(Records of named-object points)
%%

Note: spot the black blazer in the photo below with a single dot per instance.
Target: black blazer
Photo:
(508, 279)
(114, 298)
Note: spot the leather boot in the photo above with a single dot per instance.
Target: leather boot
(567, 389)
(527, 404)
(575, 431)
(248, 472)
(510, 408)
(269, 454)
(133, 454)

%%

* _Task requirements_: Reproduce every line of the records above word for word, keeping their original order.

* _Task response_:
Note: spot the black blazer in the photo below with a single dot per instance.
Target: black blazer
Photo:
(508, 279)
(114, 298)
Note: spot the leather boot in the photo above with a single dot per instance.
Target: leather boot
(567, 389)
(527, 404)
(575, 431)
(248, 472)
(510, 408)
(269, 454)
(133, 454)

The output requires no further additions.